■ TASK ITEM ■
Express the lines from the one containing "103L102 90L98 84L93" through the one containing "box: [0, 65, 12, 87]", both included, as a JSON list of strings with one string per line and blank lines omitted.

■ Saved data entries ■
============
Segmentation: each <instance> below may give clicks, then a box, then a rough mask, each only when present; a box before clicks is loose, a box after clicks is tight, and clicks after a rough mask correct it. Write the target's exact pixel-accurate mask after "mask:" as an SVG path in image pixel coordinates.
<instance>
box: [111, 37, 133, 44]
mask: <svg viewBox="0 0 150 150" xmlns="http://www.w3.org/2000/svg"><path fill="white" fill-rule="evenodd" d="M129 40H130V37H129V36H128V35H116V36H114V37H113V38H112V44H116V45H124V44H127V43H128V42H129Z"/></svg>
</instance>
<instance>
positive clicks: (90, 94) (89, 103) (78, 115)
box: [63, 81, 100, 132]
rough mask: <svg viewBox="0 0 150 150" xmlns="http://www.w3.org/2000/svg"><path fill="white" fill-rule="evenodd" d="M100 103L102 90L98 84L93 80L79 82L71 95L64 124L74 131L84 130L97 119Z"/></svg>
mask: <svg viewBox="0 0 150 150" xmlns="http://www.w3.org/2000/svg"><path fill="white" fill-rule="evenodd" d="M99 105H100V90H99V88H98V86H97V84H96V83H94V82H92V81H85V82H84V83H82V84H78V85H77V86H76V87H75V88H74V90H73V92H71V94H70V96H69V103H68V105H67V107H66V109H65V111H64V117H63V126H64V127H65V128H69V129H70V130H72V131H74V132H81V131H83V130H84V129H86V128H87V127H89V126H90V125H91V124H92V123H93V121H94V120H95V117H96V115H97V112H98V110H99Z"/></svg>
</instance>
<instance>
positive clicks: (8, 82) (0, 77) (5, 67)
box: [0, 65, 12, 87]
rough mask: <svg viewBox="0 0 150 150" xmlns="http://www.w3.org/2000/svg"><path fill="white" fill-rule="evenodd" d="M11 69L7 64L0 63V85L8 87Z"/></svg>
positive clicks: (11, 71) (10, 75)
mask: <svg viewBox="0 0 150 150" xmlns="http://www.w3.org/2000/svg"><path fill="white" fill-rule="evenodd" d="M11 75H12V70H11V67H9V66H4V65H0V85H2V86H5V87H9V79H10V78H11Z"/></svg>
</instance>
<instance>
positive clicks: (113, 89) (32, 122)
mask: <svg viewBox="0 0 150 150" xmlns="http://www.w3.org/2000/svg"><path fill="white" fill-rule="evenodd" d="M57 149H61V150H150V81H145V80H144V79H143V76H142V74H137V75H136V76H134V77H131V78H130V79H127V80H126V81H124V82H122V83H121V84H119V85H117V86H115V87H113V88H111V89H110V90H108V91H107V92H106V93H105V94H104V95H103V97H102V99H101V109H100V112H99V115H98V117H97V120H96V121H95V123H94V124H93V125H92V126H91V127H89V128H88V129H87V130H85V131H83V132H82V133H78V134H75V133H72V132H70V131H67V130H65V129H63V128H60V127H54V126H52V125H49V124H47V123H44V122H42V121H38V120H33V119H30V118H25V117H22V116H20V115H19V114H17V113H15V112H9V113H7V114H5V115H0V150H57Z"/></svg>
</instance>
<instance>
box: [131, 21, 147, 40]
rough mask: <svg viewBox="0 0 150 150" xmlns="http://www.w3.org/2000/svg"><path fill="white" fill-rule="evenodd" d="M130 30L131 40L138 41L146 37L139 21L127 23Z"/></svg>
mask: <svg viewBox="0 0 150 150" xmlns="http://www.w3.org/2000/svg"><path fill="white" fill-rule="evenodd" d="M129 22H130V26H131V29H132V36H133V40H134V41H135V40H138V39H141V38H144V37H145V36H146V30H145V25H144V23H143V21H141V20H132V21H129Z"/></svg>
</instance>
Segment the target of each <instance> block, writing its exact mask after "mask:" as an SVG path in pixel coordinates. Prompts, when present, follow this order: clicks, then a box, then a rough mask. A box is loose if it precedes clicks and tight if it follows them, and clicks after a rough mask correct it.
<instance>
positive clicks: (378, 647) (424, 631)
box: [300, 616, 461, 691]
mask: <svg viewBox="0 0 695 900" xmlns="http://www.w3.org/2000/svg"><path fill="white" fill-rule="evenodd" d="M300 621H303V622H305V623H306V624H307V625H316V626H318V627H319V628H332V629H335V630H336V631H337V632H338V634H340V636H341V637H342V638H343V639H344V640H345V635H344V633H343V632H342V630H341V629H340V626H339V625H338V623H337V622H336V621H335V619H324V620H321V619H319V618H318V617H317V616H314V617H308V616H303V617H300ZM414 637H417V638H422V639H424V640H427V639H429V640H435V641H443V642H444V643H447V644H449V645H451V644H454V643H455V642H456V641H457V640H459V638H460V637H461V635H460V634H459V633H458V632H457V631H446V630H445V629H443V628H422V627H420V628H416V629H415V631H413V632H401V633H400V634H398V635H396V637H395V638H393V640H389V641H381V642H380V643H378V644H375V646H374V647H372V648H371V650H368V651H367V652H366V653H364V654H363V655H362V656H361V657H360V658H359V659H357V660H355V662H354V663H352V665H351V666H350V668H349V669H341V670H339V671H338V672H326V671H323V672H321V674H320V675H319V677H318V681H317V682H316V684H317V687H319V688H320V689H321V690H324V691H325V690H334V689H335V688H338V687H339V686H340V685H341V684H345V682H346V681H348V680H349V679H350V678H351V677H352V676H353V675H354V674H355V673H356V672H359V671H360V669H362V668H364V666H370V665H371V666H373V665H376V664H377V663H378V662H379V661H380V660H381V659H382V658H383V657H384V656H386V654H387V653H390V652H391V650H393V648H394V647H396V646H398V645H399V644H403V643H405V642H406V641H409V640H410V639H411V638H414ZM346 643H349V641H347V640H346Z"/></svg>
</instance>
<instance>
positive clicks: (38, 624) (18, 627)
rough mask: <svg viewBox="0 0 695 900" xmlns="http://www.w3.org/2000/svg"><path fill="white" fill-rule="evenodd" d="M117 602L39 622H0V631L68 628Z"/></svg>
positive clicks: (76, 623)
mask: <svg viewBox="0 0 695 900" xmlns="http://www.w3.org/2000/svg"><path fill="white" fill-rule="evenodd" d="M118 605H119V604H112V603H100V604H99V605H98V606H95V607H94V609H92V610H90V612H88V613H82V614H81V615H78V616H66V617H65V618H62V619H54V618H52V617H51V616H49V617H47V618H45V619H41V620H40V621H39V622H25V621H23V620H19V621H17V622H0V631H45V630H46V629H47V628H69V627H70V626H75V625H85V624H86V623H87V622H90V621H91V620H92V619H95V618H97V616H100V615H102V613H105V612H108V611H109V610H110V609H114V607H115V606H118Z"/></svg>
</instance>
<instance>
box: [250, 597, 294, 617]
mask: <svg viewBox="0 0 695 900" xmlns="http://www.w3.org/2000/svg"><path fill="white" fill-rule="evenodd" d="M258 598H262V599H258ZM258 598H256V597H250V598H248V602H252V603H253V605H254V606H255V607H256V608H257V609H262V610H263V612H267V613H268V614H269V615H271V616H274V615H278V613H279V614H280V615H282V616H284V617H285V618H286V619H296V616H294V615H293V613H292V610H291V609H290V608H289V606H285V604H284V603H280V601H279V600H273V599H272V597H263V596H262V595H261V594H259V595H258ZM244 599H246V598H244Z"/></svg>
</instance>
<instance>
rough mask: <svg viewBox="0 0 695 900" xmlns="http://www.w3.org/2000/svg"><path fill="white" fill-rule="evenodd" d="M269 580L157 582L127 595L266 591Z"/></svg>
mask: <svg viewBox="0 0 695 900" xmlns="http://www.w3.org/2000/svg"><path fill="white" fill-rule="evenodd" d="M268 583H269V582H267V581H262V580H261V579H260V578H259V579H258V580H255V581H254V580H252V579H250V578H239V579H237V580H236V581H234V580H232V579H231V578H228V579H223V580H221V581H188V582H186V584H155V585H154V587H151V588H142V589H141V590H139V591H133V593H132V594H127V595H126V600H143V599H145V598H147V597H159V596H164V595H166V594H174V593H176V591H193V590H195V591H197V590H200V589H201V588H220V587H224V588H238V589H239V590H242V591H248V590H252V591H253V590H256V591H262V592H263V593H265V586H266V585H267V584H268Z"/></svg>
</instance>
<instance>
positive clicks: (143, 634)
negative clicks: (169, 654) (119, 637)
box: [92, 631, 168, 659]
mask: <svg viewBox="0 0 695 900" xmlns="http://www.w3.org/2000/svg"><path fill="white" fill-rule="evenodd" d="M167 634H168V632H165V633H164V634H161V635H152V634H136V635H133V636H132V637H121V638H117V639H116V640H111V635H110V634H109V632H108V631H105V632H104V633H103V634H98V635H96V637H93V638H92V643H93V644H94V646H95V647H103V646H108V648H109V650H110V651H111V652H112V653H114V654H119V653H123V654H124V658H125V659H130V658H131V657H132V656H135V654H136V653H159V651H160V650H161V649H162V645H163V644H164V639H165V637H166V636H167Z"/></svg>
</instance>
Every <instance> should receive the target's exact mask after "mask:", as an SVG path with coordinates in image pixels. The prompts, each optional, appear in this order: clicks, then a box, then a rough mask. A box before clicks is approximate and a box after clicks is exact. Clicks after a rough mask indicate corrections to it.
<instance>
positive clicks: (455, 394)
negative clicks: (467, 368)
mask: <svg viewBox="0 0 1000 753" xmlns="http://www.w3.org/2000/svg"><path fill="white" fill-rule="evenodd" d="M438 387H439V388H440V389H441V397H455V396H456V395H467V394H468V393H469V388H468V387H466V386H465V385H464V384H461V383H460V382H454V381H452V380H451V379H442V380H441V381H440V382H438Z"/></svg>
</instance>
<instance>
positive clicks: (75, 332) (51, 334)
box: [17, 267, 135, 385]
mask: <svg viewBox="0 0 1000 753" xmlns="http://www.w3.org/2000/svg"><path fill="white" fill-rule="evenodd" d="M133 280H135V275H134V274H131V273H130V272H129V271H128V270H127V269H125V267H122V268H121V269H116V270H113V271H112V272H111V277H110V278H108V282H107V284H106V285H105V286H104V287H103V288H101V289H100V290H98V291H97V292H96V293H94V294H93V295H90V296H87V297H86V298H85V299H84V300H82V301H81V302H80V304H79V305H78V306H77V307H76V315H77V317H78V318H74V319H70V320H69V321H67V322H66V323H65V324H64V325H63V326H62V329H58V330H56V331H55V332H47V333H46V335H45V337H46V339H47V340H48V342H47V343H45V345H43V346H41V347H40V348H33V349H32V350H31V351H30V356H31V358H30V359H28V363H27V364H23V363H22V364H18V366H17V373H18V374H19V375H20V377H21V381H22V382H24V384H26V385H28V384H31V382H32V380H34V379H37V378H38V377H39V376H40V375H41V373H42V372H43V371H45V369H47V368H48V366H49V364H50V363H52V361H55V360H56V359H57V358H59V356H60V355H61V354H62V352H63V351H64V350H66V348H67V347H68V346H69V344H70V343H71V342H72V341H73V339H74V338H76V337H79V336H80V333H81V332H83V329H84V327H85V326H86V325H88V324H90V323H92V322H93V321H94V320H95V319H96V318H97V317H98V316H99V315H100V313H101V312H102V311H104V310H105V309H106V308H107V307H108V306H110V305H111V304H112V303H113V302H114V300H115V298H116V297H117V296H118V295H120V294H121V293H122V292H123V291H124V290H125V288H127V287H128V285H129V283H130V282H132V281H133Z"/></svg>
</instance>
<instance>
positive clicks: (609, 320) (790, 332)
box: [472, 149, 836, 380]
============
■ YOUR RESPONSE ■
[
  "rough mask: <svg viewBox=\"0 0 150 150\" xmlns=\"http://www.w3.org/2000/svg\"><path fill=\"white\" fill-rule=\"evenodd\" d=\"M100 103L102 90L98 84L93 80L79 82L71 95L64 124L74 131L84 130L97 119Z\"/></svg>",
  "mask: <svg viewBox=\"0 0 150 150\" xmlns=\"http://www.w3.org/2000/svg\"><path fill=\"white\" fill-rule=\"evenodd\" d=\"M99 105H100V90H99V88H98V86H97V84H96V83H94V82H92V81H85V82H84V83H82V84H78V85H77V86H76V87H75V88H74V90H73V92H71V94H70V96H69V103H68V105H67V107H66V109H65V111H64V117H63V126H64V127H65V128H69V129H70V130H72V131H74V132H81V131H83V130H84V129H86V128H87V127H89V126H90V125H91V124H92V123H93V121H94V120H95V117H96V115H97V112H98V110H99Z\"/></svg>",
  "</instance>",
  "<instance>",
  "positive clicks: (8, 82) (0, 77) (5, 67)",
  "box: [0, 65, 12, 87]"
]